[Instructions for the task] Quote each of the records below verbatim, line for line.

[Records shown]
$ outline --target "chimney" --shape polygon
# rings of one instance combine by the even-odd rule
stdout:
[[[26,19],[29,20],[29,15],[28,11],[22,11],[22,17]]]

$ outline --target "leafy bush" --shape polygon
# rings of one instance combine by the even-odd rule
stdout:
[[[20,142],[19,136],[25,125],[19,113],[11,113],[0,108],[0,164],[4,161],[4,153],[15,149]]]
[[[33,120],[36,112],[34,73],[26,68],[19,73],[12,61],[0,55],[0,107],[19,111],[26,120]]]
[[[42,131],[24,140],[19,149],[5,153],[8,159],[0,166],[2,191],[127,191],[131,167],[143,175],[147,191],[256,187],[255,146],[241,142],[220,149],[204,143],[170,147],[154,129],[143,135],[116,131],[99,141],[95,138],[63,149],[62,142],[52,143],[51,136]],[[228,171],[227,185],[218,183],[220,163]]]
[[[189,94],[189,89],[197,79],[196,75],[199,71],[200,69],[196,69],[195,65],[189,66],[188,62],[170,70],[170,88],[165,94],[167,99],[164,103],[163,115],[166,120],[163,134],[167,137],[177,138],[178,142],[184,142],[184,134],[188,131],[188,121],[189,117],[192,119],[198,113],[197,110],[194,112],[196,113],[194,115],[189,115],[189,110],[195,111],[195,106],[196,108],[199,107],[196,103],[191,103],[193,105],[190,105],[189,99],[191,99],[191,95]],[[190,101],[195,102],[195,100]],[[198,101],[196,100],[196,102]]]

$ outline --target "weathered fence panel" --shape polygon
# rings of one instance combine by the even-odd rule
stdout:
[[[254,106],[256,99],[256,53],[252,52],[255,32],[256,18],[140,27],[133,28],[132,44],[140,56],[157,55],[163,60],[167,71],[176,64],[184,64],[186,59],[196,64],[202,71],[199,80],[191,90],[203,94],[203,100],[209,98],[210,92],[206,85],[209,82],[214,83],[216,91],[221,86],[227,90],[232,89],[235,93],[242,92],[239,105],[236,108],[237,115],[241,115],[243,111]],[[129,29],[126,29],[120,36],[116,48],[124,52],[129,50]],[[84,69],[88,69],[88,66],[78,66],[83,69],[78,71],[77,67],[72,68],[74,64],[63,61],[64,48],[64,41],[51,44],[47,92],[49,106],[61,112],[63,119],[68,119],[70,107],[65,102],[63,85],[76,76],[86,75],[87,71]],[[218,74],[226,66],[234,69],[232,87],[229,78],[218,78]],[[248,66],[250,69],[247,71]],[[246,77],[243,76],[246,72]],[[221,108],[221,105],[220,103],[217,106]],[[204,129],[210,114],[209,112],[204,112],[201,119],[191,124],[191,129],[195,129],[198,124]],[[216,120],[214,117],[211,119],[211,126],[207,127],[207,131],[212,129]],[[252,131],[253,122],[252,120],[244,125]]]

[Written reply]
$ outline --target "chimney" --shape polygon
# rings of one instance combine by the even-odd rule
stdout:
[[[26,19],[29,20],[29,15],[28,11],[22,11],[22,17]]]

$ outline --target "leafy bush" --shape polygon
# rings of one instance combine by the even-odd rule
stdout:
[[[20,142],[19,136],[25,125],[19,113],[11,113],[0,108],[0,164],[4,161],[4,153],[15,149]]]
[[[33,120],[36,112],[34,73],[26,68],[19,73],[12,61],[0,55],[0,107],[19,111],[26,120]]]
[[[42,131],[24,140],[19,149],[5,153],[8,159],[0,166],[2,191],[127,191],[131,167],[143,175],[147,191],[256,187],[255,146],[241,142],[220,149],[204,143],[170,147],[154,129],[143,135],[116,131],[99,141],[95,138],[63,149],[62,142],[52,143],[51,136]],[[228,171],[227,185],[218,183],[220,163]]]
[[[189,94],[189,89],[197,79],[196,75],[199,71],[200,69],[196,69],[195,65],[189,66],[188,62],[170,70],[170,88],[165,94],[167,99],[164,103],[163,115],[166,120],[163,134],[167,137],[177,138],[178,142],[184,142],[184,134],[188,131],[188,121],[189,117],[192,119],[198,113],[197,110],[194,112],[196,113],[194,115],[189,115],[189,110],[195,111],[195,106],[196,108],[199,107],[196,103],[191,103],[193,105],[190,105],[189,99],[191,99],[191,95]],[[190,101],[195,102],[195,100]],[[198,101],[196,100],[196,102]]]

$ outline --target "weathered fence panel" --shape polygon
# rings of one instance combine by the even-odd rule
stdout:
[[[254,106],[256,99],[256,53],[252,52],[255,32],[256,18],[140,27],[133,28],[132,44],[140,56],[157,55],[163,60],[167,71],[176,64],[184,64],[186,59],[196,64],[202,71],[199,80],[191,90],[203,94],[203,100],[209,98],[210,92],[206,85],[209,82],[214,83],[216,91],[221,86],[227,90],[232,89],[235,93],[242,92],[239,105],[236,108],[237,115],[241,115],[243,111]],[[129,29],[126,29],[120,36],[116,48],[124,52],[129,50]],[[84,69],[88,69],[88,66],[78,66],[83,69],[78,71],[77,67],[72,68],[74,64],[63,61],[64,48],[64,41],[51,44],[47,92],[49,106],[61,112],[63,119],[68,119],[70,107],[65,102],[63,85],[76,76],[86,75],[87,71]],[[218,74],[226,66],[234,69],[232,87],[229,78],[218,78]],[[248,66],[250,69],[247,71]],[[246,77],[243,76],[246,72]],[[221,108],[221,105],[220,103],[217,106]],[[204,129],[210,114],[209,112],[204,112],[201,119],[191,124],[191,129],[195,129],[198,124]],[[216,120],[214,117],[211,119],[211,126],[207,127],[207,131],[212,129]],[[252,131],[253,122],[252,120],[244,125]]]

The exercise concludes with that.